Outline annotation records
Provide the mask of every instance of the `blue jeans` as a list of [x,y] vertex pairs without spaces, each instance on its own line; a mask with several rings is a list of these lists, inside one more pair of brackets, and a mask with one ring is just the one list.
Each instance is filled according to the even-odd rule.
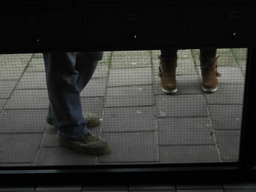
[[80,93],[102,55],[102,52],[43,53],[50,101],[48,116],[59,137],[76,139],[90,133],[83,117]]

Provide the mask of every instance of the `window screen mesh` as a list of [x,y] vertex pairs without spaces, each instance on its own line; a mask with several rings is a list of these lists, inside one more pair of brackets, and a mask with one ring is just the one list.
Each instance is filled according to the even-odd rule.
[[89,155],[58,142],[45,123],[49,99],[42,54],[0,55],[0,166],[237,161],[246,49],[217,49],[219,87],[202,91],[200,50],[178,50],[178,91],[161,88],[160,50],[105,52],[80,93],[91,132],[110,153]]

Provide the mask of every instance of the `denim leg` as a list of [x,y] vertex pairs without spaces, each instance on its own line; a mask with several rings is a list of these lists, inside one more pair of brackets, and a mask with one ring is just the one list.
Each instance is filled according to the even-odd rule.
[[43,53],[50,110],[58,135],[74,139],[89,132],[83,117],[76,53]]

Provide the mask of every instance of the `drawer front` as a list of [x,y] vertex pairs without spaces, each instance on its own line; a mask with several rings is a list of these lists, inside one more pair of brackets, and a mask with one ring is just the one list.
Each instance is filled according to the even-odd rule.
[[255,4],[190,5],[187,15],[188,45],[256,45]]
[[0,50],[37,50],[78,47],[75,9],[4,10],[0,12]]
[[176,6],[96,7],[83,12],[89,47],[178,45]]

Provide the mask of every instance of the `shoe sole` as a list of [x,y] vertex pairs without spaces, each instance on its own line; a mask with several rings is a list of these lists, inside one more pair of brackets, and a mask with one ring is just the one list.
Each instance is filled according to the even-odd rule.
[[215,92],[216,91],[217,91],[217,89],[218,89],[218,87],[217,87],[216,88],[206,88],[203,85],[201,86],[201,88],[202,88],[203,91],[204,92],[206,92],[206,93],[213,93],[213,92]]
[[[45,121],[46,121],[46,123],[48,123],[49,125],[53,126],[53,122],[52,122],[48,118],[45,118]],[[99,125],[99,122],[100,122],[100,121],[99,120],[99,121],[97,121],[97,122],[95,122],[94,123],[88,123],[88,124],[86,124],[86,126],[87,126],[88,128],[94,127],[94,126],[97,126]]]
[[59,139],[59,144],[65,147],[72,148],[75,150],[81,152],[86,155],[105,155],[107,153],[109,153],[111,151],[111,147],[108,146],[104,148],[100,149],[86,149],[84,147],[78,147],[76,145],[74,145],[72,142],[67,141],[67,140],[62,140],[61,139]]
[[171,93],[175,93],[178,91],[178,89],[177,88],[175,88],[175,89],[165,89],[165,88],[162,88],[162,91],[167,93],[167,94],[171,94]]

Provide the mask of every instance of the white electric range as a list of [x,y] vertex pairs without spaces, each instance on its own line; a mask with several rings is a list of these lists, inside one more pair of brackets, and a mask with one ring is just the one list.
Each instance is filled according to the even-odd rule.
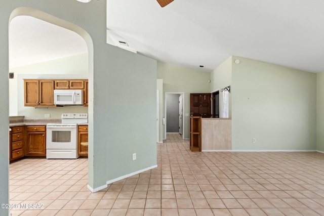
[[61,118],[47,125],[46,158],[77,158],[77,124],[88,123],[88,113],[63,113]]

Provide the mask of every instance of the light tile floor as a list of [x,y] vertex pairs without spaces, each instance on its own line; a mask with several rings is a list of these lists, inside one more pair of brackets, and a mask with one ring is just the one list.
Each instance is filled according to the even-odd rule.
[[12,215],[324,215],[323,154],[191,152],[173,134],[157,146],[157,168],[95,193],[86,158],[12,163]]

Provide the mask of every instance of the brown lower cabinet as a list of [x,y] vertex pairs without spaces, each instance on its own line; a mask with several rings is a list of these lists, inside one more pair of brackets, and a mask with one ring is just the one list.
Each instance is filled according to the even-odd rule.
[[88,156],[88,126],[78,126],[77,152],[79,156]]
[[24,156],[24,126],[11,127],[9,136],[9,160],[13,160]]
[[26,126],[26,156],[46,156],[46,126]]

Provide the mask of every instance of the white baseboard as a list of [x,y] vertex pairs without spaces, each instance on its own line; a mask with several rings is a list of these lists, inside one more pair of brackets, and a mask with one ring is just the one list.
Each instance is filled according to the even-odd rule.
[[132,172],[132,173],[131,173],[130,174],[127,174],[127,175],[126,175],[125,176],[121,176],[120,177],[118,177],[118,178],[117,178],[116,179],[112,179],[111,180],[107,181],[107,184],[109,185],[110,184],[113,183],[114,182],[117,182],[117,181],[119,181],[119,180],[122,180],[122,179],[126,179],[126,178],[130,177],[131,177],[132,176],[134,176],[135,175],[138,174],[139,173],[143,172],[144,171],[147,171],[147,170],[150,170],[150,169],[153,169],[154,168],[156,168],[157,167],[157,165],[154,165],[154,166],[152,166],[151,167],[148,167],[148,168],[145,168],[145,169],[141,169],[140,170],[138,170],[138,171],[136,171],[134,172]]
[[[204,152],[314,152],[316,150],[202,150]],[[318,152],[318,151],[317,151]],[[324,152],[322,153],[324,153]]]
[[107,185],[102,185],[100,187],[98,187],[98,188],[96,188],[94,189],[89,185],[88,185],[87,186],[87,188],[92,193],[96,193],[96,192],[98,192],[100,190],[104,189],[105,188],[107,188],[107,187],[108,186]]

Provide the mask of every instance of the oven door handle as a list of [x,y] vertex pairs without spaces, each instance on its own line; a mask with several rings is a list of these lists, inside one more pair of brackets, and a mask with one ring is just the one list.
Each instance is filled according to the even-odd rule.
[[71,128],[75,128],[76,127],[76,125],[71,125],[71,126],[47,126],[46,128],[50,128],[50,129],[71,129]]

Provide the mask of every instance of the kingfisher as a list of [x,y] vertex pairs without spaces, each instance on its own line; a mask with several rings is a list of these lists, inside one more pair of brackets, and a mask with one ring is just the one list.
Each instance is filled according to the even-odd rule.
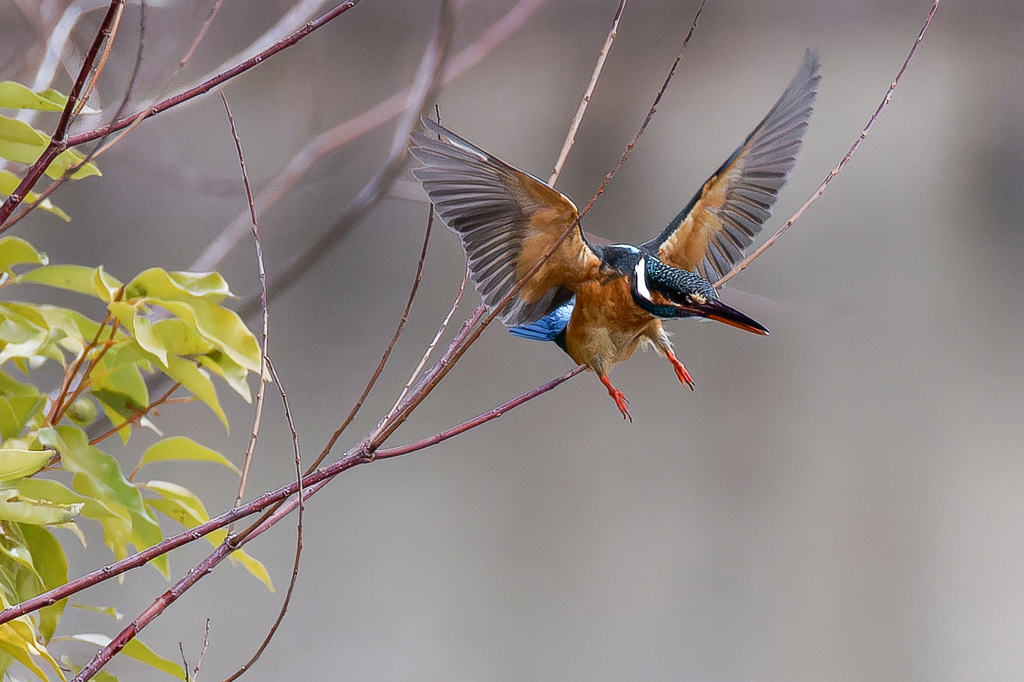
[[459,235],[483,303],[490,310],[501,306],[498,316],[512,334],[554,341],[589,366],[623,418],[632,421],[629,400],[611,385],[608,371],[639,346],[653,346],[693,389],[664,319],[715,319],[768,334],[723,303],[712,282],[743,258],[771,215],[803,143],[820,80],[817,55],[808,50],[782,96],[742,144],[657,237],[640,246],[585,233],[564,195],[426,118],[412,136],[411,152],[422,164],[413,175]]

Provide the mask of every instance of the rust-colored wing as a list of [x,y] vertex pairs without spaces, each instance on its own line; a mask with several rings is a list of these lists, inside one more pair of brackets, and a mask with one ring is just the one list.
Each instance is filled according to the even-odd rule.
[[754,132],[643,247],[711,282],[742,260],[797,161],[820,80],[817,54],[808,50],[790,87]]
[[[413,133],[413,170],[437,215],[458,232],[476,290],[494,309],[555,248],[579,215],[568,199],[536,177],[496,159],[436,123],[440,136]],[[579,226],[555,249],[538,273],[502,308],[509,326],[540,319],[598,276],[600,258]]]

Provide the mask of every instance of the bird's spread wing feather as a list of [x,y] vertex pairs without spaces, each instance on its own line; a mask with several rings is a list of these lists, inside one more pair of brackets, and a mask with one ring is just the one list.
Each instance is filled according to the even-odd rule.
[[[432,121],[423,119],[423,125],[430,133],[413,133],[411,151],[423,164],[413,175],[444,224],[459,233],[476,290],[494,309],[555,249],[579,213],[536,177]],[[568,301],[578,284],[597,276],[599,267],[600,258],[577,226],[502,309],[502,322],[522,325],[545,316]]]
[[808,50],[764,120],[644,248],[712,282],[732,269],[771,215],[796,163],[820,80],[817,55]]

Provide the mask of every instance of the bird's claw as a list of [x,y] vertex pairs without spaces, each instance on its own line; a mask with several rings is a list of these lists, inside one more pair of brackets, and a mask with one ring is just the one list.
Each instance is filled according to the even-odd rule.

# GOAL:
All lines from the one with "Provide the mask of every instance of the bird's claw" through the final line above are to be quoted exactly; quote no other line.

# REPLY TO THE EXERCISE:
Provide the mask of every instance of the bird's claw as a list of [x,y] vertex pairs without spaces, each instance on its own line; a mask with several rings is a list of these lists, inside one more pair of brackets, and a mask with one ring is just the one list.
Each instance is filled according to the even-odd rule.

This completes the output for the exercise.